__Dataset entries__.
★ ★ ★ ★

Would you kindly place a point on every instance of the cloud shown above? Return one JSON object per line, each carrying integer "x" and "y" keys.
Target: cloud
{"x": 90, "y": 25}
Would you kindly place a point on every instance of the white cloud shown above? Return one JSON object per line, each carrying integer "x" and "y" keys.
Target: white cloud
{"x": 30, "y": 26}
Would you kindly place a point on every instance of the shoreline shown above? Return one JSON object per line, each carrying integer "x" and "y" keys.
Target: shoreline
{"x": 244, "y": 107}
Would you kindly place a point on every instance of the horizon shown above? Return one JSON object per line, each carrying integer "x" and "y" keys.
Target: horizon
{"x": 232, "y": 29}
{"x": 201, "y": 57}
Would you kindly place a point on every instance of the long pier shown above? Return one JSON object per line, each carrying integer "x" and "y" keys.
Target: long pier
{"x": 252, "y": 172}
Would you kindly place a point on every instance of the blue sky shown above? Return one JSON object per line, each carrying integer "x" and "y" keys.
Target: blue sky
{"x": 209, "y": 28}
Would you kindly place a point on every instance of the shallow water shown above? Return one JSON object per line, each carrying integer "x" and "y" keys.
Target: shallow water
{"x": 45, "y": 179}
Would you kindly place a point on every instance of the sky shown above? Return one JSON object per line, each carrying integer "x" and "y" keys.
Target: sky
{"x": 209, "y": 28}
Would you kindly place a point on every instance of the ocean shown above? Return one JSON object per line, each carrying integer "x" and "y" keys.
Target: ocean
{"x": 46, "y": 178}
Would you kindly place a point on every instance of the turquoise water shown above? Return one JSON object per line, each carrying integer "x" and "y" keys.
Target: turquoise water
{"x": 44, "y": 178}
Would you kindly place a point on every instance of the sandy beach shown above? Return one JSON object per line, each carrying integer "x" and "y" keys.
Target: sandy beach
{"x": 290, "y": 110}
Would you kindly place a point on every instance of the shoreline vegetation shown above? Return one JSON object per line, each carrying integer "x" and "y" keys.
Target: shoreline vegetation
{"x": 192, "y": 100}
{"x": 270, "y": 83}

★ ★ ★ ★

__BRIEF__.
For every entry above, write out an exact copy.

__RESPONSE BELOW__.
Would you kindly place a point on every instance of the cloud shown above? Return one JSON object per line, each carrying integer "x" and "y" keys.
Target: cloud
{"x": 90, "y": 25}
Would you kindly place a point on every instance of the white cloud shown above? Return one JSON object per line, each carrying integer "x" and "y" keys.
Target: white cloud
{"x": 30, "y": 26}
Would you kindly place a point on every instance of the shoreline shown above? Return one JSON object per line, each carrying integer "x" and "y" keys.
Target: shoreline
{"x": 244, "y": 107}
Would you kindly place a point on every instance of the horizon shown above? Return one JSON object per line, each carrying integer "x" and "y" keys.
Target: horizon
{"x": 232, "y": 29}
{"x": 201, "y": 57}
Would you kindly place a point on every instance of the long pier shown above? Return one JSON object per line, each carrying integer "x" and "y" keys.
Target: long pier
{"x": 252, "y": 172}
Would you kindly place a point on every instance of the blue sky shown above? Return one JSON object per line, each carrying integer "x" and "y" keys.
Target: blue sky
{"x": 209, "y": 28}
Would you kindly place a point on every instance of the shallow water shown above? Return one JSON object per line, each carrying integer "x" and "y" keys.
Target: shallow water
{"x": 45, "y": 179}
Would you kindly place a point on every instance of the sky shown above? Return one JSON object per line, each carrying integer "x" and "y" keys.
Target: sky
{"x": 209, "y": 28}
Would you kindly place a point on every instance of the ocean shown above? Return one JSON object per line, each carrying integer "x" and "y" keys.
Target: ocean
{"x": 46, "y": 178}
Would you kindly place a point on every instance of the turquoise water shown above? Return one JSON object per line, each carrying integer "x" and "y" keys.
Target: turquoise water
{"x": 44, "y": 178}
Would you kindly place a point on every instance of the sandy beach shown above? Return one JSON object per line, each carrying integer "x" and "y" keys.
Target: sandy beach
{"x": 290, "y": 110}
Would you kindly place a point on every instance of the shoreline vegetation shown above? Return one JSON object per line, each carrying integer "x" and "y" keys.
Target: shoreline vegetation
{"x": 192, "y": 100}
{"x": 270, "y": 83}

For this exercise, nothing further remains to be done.